BEGIN Extracted text

= Sheldon Oliensis =

American lawyer

Sheldon Oliensis (March 19, 1922 – May 14, 2001) was a New York City lawyer, a president of the Legal Aid Society, and a president of the New York City Bar Association.

==Early life and education==

Sheldon Oliensis was born in Philadelphia on March 19, 1922. He attended the University of Pennsylvania and Harvard Law School, where he was president of the Harvard Law Review.

==Career==

After a period of practice with another firm, Oliensis joined Kaye Scholer in 1960 as a litigation partner.

In addition to his private practice, Oliensis was highly involved in public service. He was a longtime member of the New York City Bar Association, where he chaired a number of committees, including the Grievance Committee, the Executive Committee and the Committee on Access to Legal Services. He served a president of the Bar from 1988 to 1990, and he was instrumental in establishing Volunteers of Legal Service (VOLS), the Bar's pro bono legal service organization.

He was also a president of the Legal Aid Society from 1973 to 1975, was chair of the New York City Conflict of Interest Board, a director of the Fund for Modern Courts, and a director of the East Harlem Tutorial Program.

END Extracted text
BEGIN Data excerpts

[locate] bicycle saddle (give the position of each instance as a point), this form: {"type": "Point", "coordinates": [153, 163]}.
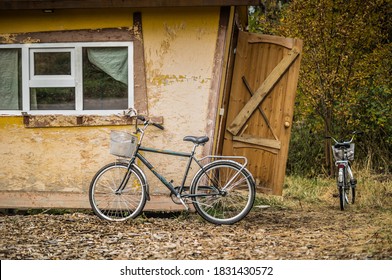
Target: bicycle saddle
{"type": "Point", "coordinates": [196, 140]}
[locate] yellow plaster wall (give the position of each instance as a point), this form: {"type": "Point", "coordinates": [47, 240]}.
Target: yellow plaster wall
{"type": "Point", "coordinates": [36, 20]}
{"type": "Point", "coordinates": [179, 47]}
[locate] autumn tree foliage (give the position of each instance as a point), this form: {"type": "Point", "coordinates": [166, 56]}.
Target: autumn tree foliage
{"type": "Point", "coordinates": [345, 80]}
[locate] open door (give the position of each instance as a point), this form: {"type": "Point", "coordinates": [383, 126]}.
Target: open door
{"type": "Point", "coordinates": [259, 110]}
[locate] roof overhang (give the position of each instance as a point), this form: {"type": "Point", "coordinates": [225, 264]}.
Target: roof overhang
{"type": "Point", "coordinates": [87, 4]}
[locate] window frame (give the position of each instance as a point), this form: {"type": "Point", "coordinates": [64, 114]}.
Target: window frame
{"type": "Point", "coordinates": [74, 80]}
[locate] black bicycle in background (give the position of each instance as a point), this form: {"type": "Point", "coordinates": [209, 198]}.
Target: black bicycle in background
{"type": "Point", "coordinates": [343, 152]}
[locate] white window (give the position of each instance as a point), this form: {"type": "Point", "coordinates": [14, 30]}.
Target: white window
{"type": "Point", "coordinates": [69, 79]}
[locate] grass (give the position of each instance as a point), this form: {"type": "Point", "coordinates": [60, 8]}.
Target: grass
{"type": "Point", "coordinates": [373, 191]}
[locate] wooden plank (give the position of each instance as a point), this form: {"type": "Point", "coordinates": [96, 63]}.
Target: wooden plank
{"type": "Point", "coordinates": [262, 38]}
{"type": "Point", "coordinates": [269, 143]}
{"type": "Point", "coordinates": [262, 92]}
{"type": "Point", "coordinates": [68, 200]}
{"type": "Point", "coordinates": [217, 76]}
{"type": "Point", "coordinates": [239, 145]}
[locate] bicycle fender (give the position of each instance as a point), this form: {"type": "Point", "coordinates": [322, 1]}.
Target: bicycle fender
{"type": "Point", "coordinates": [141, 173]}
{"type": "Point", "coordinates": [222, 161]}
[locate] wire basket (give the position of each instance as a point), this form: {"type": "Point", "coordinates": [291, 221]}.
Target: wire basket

END Data excerpts

• [The task]: Retype the passage of the Sheldon Oliensis article from "Sheldon Oliensis was" up to and including "Harvard Law Review.". The records have nothing to do with what follows, so please pay them no attention.

• [Task response]:
Sheldon Oliensis was born in Philadelphia on March 19, 1922. He attended the University of Pennsylvania and Harvard Law School, where he was president of the Harvard Law Review.